* Start Listing *
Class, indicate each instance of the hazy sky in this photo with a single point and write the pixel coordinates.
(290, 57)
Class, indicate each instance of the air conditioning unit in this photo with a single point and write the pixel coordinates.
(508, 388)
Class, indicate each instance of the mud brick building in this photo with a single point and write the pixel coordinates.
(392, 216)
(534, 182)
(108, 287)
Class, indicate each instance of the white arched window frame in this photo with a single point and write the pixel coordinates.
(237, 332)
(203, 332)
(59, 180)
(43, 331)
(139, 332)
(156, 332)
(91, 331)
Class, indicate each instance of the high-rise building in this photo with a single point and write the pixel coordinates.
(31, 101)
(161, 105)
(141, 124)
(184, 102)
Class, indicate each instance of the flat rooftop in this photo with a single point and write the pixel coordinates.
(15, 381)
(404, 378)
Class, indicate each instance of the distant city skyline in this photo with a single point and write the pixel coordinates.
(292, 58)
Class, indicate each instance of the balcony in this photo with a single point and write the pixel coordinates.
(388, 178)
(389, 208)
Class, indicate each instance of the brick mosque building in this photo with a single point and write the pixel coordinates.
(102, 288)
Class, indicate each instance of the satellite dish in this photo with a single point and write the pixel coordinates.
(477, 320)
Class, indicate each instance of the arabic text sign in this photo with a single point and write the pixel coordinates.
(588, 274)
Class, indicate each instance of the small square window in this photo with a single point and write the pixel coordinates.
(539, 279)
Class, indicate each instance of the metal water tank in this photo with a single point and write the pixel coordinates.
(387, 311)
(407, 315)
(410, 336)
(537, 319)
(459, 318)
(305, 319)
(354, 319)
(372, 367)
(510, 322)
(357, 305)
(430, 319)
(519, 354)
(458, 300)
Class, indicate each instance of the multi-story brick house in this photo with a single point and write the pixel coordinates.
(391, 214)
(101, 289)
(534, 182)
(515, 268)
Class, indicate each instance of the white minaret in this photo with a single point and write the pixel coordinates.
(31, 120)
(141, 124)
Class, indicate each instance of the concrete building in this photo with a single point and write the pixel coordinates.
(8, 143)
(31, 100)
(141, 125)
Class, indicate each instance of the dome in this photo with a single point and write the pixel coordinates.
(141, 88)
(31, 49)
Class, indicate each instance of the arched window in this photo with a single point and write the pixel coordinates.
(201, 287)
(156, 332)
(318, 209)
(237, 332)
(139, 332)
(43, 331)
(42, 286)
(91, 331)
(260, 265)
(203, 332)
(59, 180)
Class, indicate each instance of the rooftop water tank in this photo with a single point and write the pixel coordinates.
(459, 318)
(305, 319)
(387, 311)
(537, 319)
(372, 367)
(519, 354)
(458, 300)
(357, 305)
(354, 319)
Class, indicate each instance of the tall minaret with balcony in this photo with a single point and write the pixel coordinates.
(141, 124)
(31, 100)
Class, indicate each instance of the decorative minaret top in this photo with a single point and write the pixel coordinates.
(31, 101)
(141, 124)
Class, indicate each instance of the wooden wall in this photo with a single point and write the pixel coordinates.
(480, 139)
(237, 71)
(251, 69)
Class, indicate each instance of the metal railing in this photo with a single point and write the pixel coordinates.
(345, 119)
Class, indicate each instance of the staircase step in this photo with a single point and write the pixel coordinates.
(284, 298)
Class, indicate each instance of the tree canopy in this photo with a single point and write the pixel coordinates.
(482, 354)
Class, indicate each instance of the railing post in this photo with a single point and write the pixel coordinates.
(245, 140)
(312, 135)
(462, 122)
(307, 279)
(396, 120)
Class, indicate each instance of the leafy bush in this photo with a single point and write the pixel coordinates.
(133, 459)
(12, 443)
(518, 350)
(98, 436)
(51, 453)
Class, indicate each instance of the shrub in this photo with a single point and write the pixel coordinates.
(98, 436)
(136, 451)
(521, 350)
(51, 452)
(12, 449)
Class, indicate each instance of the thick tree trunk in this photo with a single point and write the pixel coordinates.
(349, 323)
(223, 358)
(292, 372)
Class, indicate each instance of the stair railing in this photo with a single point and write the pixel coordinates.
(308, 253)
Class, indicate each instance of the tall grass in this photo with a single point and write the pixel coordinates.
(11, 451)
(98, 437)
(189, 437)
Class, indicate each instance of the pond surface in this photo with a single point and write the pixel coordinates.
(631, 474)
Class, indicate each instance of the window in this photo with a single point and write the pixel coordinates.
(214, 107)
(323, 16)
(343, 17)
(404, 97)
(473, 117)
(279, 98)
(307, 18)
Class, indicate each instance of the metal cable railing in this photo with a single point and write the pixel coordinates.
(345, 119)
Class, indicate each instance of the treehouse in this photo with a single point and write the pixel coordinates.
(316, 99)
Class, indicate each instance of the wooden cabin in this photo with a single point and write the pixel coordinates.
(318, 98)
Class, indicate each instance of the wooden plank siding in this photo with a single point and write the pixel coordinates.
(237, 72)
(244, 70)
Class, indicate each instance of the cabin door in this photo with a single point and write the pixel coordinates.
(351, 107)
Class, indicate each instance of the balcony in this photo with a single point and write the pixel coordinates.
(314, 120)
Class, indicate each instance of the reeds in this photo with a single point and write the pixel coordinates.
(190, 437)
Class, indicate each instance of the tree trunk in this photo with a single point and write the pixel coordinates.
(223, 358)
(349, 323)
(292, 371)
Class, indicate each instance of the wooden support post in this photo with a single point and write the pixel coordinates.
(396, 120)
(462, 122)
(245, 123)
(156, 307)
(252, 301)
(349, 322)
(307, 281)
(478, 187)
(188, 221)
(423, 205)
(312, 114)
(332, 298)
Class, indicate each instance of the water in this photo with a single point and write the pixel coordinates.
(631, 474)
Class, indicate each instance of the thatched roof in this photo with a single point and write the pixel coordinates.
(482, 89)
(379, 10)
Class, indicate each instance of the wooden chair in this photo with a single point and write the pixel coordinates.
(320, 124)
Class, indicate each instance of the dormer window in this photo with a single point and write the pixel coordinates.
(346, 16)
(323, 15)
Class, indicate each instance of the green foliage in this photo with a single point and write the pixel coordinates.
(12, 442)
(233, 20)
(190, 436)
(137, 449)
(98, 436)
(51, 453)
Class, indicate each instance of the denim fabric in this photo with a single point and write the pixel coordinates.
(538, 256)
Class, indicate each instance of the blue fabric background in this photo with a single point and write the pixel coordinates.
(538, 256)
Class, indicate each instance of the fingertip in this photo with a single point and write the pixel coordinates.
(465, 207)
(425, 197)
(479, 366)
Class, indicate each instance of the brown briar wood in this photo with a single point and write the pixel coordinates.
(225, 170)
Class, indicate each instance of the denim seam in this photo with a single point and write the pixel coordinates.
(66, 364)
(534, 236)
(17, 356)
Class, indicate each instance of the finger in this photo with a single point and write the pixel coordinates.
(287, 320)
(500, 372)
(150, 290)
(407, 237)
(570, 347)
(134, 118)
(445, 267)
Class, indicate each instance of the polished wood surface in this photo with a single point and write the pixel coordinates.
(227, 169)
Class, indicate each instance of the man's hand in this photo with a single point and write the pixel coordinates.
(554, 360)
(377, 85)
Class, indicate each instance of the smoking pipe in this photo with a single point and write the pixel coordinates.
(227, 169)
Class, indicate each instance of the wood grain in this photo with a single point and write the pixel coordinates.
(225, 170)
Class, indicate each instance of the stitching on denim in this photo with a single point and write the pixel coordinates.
* End Listing *
Aim of the exercise :: In this exercise, repeat all entries exactly.

The reply ::
Class, indicate each instance of the hazy sky in this photo with a single point and write the pixel coordinates.
(290, 57)
Class, indicate each instance of the air conditioning unit in this photo with a single point and write the pixel coordinates.
(508, 388)
Class, indicate each instance of the mud brick building in this photo with a single point and write the pixel coordinates.
(392, 216)
(534, 182)
(108, 287)
Class, indicate each instance of the white arched window frame in this photo with a single point and write the pixel coordinates.
(237, 332)
(203, 332)
(59, 180)
(43, 331)
(139, 332)
(156, 332)
(91, 331)
Class, indicate each instance of the high-rise building in this photo with a single point and write the pixel coordinates.
(31, 101)
(161, 105)
(141, 124)
(184, 102)
Class, indicate each instance of the flat rooftop in this photo with a single point and write the pixel coordinates.
(15, 381)
(404, 378)
Class, indicate each instance of the distant city skyline in this photo with a single point and write the pixel coordinates.
(292, 58)
Class, indicate each instance of the balcony in this photo with a single point and write the pixel coordinates.
(388, 178)
(389, 208)
Class, indicate each instance of the brick mosque building in this photo with a single point and write the pixel coordinates.
(102, 288)
Class, indicate each instance of the satellite dish in this photo with a single point and write the pixel coordinates.
(477, 320)
Class, indicate each instance of the arabic text sign in this photo with a single point and write the pixel coordinates.
(588, 274)
Class, indicate each instance of the small square window in this photo with a single point and write the pixel coordinates.
(539, 279)
Class, indicate each instance of the metal water tank in this photo with a single point and write the pixel coordinates.
(387, 311)
(407, 315)
(410, 336)
(537, 319)
(459, 318)
(305, 319)
(354, 319)
(372, 367)
(510, 322)
(357, 305)
(430, 319)
(519, 354)
(458, 300)
Class, indicate each instance of the multi-story brick house in this photo with a single point and write the pixel coordinates.
(391, 214)
(101, 289)
(534, 182)
(515, 268)
Class, indicate each instance of the white minaret in this photo with a single point and write the pixel coordinates.
(31, 120)
(141, 124)
Class, indicate each instance of the concrete building in this photo with a single point and write the pixel coordinates.
(8, 143)
(31, 100)
(141, 125)
Class, indicate each instance of the dome in this photo with a single point and write the pixel coordinates.
(141, 88)
(31, 49)
Class, indicate each instance of the arched window in this photo with a single point and write the pixel coordinates.
(201, 287)
(156, 332)
(318, 209)
(237, 332)
(139, 332)
(43, 331)
(42, 286)
(91, 331)
(260, 265)
(203, 332)
(59, 180)
Class, indicate each instance of the rooftop water tank in this photo with a single point and write the pixel coordinates.
(459, 318)
(305, 319)
(387, 311)
(537, 319)
(372, 367)
(519, 354)
(458, 300)
(357, 305)
(354, 319)
Class, indicate each instance of the tall minaret with balcony in this photo with a single point and write the pixel coordinates.
(141, 124)
(31, 100)
Class, indicate each instance of the decorative minaret top in this photo with a single point and write the pixel coordinates.
(31, 101)
(141, 124)
Class, indicate each instance of the wooden wall in this photo with a single point and write the pixel coordinates.
(480, 139)
(237, 71)
(251, 69)
Class, indicate each instance of the metal railing in this photo with a single point and write the pixel coordinates.
(345, 119)
Class, indicate each instance of the staircase step in this photo with a single point and write the pixel coordinates.
(284, 298)
Class, indicate each instance of the tree canopy in this photo with a single point and write the pixel coordinates.
(482, 354)
Class, indicate each instance of the railing post in this photo with a single point and write the pixel coordinates.
(245, 140)
(312, 135)
(462, 122)
(307, 279)
(396, 120)
Class, indicate each instance of the leafy bush in this photo with a single point and write the pixel coordinates.
(133, 459)
(12, 443)
(518, 350)
(98, 436)
(51, 453)
Class, indicate each instance of the shrub in this photo with a single point and write the pixel coordinates.
(98, 436)
(136, 451)
(521, 350)
(51, 452)
(12, 449)
Class, indicate each instance of the thick tree trunk in this photo with a single point and write the pixel coordinates.
(349, 323)
(223, 358)
(292, 372)
Class, indicate each instance of the stair railing in this photo with a single point and write the pixel coordinates.
(308, 253)
Class, indicate each instance of the tall grass in this photo with a single point and write the pixel coordinates.
(11, 451)
(98, 437)
(189, 437)
Class, indicate each instance of the pond surface in this photo with a single point and write the pixel coordinates.
(631, 474)
Class, indicate each instance of the window in this photo with a single point and write the pixel coordinates.
(214, 107)
(323, 16)
(343, 17)
(404, 97)
(473, 117)
(279, 98)
(307, 18)
Class, indicate each instance of the metal cable railing in this photo with a single point and write the pixel coordinates.
(345, 119)
Class, indicate each instance of the treehouse in this photo with a single point and write the pixel coordinates.
(316, 99)
Class, indicate each instance of the wooden cabin in this photo with a single point and write the pixel coordinates.
(318, 98)
Class, indicate each instance of the wooden plank siding in this photo with a single point and write the pixel coordinates.
(237, 72)
(244, 70)
Class, indicate each instance of the cabin door in this photo with a single point and write the pixel coordinates.
(351, 107)
Class, indicate each instance of the balcony in this photo with a single point and write the pixel coordinates.
(314, 120)
Class, indicate each instance of the reeds in this photo with a single point and write the pixel coordinates.
(190, 437)
Class, indicate each instance of the tree trunk in this photo with a single point and write the pixel coordinates.
(223, 358)
(349, 323)
(292, 371)
Class, indicate each instance of the wooden support post in this photo with a single point and write the pixel coordinates.
(396, 120)
(462, 122)
(245, 123)
(156, 307)
(252, 301)
(349, 322)
(307, 281)
(478, 187)
(188, 221)
(423, 205)
(312, 114)
(332, 298)
Class, indicate each instance of the water in this photo with a single point and write the pixel coordinates.
(631, 474)
Class, indicate each instance of the thatched roof in this photo with a single point and write the pixel coordinates.
(482, 89)
(379, 10)
Class, indicate each instance of the wooden chair in this photo with a single point and write the pixel coordinates.
(320, 124)
Class, indicate each instance of the dormer window in this photo with a single point and write the pixel coordinates.
(346, 16)
(323, 15)
Class, indicate each instance of the green foliage in this photo with a single point and write the pixel coordinates.
(12, 442)
(233, 20)
(190, 436)
(137, 449)
(98, 436)
(51, 453)
Class, indicate each instance of the denim fabric in this photo with a single point and write the pixel coordinates.
(538, 256)
Class, indicate each instance of the blue fabric background in this photo with a single point and write the pixel coordinates.
(538, 256)
Class, indicate each instance of the fingertip in this photo with a single point and write the pixel coordinates.
(465, 207)
(425, 197)
(479, 366)
Class, indicate each instance of the brown briar wood in this photo with a single point and write the pixel coordinates.
(225, 170)
Class, indicate each instance of the denim seam in this photo with a single point and write the pixel coordinates.
(66, 364)
(534, 236)
(17, 356)
Class, indicate each instance of the finger in this photo with a single point and write the pixel coordinates.
(287, 320)
(500, 372)
(150, 290)
(407, 237)
(570, 347)
(134, 118)
(445, 267)
Class, indicate each instance of the polished wood surface in this photo with a single point and write the pixel coordinates.
(227, 169)
Class, indicate each instance of the man's hand in this photo with a single point and write the pixel coordinates.
(554, 360)
(377, 85)
Class, indicate each instance of the smoking pipe in this photo with a single point and write the pixel coordinates.
(227, 169)
Class, indicate each instance of the wood grain in this photo with a single point and write the pixel coordinates.
(225, 170)
Class, indicate each instance of the stitching on denim in this photo with a single point and write the pixel coordinates.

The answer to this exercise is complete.